◆ **Extract to read**
==============================

Sword Art Online: Beyond the Legacy, Beyond the Reputation

Over the last two weeks, I’ve shared my thoughts regarding the first season of the hit anime Sword Art Online. With zero bias, no expectations and no real stake in the fandom, I sat down, watched the entire first season and wrote down what I felt. Now that that is all done, and before we move on to the next chapter in the franchise, I wanted to take this time to give you my final thoughts on what I’ve seen so far, and discuss, what I think, are the reasons SAO is such a divisive series. Join me after the cut.

My thoughts on the Aincrad Arc.

My thoughts on the Fairy Dance Arc.

SAO Season 1

With the first season done, and having plenty of time to collect my thoughts and opinions. I once again find myself going back to this clip from South Park.

I don’t think there has been an anime series, ever, that has gotten such a massive backlash than Sword Art Online. I count myself lucky that I have watched this series so far removed from it’s prominence in the spotlight. Yet I do confess a bit of regret that I wasn’t able to watch it during that time as well, because I wonder if my feelings would have been different. Regardless, I’ve been thinking a lot about why so many people dislike this show, who have seem to have made it their life’s goal to dismiss and overly criticize what something that, in my mind, is a B+ anime at best. After all this time, I think I have been able to narrow it down to two ideas.

1. Sword Art Online got too popular, too fast.

2. The ‘Star Wars’ effect.

The first one is a bit easier to discuss, so we’ll do that first. Simply put, Sword Art Online is a show whose rise to the top of anime popularity is frankly astronomical. It is very rare for any anime outside of a shonen to reach the heights of adoration and name recognition that SAO did. In the eight years since the first anime was released, SAO has completely dominated the industry, selling more light novels, more merchandise, and more just..stuff, than probably a lot of the series that have come out combined. Where some shows like Dragon Ball, Naruto, Gundam and One Piece took years, even decades to build up their loyal fanbases, SAO was able to do all of that in a frighteningly short amount of time.

Demon Slayer and MHA
And you can bet your bottom dollar the current anime darlings My Hero Academia and Demon Slayer will get this backlash as well.

==============================

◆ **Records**

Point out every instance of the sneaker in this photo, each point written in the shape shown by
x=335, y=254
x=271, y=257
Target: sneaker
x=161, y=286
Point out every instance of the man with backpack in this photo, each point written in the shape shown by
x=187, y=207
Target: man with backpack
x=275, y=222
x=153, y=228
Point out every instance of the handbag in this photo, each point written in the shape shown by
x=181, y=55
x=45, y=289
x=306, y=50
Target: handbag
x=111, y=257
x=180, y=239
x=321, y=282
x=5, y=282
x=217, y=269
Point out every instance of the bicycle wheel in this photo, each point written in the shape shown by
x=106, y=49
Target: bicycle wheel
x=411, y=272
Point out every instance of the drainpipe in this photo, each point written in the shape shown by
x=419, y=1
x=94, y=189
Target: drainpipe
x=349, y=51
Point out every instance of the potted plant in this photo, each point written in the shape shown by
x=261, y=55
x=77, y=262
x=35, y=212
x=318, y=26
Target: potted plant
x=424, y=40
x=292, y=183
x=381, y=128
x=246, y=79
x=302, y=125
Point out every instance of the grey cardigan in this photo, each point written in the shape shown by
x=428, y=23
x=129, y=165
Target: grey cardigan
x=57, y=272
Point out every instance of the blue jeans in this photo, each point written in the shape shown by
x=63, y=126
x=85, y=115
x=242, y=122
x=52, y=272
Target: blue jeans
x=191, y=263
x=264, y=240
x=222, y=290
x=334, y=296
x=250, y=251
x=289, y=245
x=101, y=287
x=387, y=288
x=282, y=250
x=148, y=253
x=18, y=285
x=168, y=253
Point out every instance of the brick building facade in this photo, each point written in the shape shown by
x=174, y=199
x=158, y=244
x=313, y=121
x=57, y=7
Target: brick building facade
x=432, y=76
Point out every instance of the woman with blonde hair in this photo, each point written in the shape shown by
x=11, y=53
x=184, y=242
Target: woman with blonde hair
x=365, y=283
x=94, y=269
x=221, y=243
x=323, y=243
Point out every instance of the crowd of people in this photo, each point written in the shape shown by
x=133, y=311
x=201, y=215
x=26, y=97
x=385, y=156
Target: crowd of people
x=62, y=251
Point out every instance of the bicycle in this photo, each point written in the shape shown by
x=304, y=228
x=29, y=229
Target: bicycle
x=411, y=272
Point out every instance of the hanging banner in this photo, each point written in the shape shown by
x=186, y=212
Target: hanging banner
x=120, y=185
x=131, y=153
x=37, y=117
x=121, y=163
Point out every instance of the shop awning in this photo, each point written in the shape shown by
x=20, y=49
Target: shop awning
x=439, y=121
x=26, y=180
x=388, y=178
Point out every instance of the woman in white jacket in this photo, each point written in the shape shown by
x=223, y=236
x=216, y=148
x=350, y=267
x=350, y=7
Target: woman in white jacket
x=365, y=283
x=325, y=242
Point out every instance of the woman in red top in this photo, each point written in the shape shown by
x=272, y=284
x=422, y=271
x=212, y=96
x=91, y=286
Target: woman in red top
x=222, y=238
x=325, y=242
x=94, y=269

==============================

◆ **Requirement 1**
From the Sword Art Online post, output the passage that begins with the words containing "The first one" and ends with "backlash as well.", copied word for word.
◆ **Requirement 2**
Please return, unchanged, the part of the records that begins with the line containing "Point out every instance of the woman in red" and runs through the end of the records, including both ends.

◆ **Expected answer 1**
The first one is a bit easier to discuss, so we’ll do that first. Simply put, Sword Art Online is a show whose rise to the top of anime popularity is frankly astronomical. It is very rare for any anime outside of a shonen to reach the heights of adoration and name recognition that SAO did. In the eight years since the first anime was released, SAO has completely dominated the industry, selling more light novels, more merchandise, and more just..stuff, than probably a lot of the series that have come out combined. Where some shows like Dragon Ball, Naruto, Gundam and One Piece took years, even decades to build up their loyal fanbases, SAO was able to do all of that in a frighteningly short amount of time.

Demon Slayer and MHA
And you can bet your bottom dollar the current anime darlings My Hero Academia and Demon Slayer will get this backlash as well.

◆ **Expected answer 2**
Point out every instance of the woman in red top in this photo, each point written in the shape shown by
x=272, y=284
x=422, y=271
x=212, y=96
x=91, y=286
Target: woman in red top
x=222, y=238
x=325, y=242
x=94, y=269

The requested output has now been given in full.